(Data records)
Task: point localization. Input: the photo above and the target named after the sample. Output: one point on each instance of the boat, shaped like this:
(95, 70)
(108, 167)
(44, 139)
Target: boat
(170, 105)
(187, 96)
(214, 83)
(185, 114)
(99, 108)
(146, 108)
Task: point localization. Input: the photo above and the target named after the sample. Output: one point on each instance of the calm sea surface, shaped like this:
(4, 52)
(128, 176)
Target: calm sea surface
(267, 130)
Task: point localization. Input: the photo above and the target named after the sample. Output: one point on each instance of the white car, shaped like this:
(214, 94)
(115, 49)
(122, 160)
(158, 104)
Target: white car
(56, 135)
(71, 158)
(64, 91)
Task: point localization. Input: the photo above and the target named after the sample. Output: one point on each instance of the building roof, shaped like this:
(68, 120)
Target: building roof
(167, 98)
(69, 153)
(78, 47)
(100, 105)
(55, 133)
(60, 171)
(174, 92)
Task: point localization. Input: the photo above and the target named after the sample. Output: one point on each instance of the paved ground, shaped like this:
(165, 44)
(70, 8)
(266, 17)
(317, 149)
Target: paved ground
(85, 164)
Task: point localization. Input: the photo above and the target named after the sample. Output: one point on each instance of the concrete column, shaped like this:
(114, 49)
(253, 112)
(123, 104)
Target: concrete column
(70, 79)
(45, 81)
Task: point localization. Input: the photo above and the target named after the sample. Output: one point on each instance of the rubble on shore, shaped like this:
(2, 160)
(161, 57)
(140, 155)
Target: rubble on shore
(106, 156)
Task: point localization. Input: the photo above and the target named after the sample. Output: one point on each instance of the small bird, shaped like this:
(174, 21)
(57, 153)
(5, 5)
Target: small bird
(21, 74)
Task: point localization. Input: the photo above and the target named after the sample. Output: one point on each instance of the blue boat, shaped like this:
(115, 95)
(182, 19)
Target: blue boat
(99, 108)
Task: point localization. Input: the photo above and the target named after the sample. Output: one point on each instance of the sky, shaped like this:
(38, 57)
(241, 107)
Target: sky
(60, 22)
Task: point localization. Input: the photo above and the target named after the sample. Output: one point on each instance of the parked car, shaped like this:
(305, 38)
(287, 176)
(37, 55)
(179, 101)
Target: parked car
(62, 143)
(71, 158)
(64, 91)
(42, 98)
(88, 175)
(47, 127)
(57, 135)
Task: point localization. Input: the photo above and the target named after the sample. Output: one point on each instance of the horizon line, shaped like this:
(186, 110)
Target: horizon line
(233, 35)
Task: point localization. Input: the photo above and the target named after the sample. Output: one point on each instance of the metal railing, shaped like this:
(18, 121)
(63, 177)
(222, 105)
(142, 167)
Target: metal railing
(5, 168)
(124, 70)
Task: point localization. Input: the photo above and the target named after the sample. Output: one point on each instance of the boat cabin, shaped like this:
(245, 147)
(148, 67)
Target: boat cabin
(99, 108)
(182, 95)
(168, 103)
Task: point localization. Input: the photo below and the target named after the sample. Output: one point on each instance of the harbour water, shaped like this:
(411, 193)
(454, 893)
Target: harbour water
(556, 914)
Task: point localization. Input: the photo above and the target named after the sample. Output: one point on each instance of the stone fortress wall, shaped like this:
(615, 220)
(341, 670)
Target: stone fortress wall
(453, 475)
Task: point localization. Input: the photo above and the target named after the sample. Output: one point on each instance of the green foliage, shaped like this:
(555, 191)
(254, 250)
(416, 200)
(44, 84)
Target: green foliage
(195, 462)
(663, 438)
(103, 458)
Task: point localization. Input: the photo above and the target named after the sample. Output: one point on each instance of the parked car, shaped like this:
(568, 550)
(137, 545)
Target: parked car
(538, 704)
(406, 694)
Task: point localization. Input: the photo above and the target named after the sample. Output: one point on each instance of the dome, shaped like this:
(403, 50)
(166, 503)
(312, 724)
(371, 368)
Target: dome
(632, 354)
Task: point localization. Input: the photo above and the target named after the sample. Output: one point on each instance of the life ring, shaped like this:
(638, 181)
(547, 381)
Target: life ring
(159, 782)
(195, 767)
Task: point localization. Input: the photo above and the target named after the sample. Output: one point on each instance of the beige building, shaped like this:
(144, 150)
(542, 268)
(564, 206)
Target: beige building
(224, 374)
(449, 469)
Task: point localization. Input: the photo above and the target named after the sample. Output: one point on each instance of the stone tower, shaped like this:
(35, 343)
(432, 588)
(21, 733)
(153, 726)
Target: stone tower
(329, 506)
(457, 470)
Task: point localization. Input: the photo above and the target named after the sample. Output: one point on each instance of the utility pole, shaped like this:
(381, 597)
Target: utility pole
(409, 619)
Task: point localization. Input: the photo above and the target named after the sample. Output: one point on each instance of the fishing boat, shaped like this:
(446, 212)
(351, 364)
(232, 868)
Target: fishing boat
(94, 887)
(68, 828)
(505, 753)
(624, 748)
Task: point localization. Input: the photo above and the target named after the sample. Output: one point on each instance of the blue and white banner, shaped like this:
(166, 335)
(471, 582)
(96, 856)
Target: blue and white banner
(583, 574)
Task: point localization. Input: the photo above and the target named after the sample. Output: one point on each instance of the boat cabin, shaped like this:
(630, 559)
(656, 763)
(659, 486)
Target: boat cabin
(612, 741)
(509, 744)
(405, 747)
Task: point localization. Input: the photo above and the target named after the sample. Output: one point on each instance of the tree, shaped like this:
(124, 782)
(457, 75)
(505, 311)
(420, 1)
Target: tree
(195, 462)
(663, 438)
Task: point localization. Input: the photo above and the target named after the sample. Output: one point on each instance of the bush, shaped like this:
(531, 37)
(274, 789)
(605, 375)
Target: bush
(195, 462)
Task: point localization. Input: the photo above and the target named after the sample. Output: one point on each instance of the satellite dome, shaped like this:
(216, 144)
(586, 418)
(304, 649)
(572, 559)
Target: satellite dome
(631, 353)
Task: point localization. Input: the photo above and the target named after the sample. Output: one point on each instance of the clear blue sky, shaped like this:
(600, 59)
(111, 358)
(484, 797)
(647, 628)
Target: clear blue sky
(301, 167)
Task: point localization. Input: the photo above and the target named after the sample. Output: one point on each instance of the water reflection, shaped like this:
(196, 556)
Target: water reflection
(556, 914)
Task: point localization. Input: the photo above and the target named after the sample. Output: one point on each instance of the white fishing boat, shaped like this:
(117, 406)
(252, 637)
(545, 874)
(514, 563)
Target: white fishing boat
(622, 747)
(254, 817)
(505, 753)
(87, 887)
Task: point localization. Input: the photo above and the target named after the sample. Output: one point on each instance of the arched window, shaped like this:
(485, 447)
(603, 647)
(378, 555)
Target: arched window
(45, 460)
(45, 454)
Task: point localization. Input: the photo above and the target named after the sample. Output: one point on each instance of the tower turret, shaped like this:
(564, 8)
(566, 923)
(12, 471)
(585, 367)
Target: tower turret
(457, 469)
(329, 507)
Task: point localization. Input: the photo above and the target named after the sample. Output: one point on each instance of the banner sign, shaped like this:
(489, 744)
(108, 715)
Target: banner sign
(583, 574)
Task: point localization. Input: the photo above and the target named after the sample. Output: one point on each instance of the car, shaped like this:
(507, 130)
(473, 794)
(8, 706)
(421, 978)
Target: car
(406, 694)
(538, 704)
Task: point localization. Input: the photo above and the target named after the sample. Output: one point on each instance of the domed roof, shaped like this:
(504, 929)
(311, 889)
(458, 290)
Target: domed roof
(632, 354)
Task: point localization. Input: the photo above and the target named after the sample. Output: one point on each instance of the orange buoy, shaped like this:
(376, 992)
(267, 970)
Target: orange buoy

• [Task details]: Locate the lines above that contain "orange" and copy them.

• [Task result]:
Task: point localization. Input: the photo above and the target named after the sample. Output: one point on each instance of the orange buoy, shaped like this:
Target: orange buoy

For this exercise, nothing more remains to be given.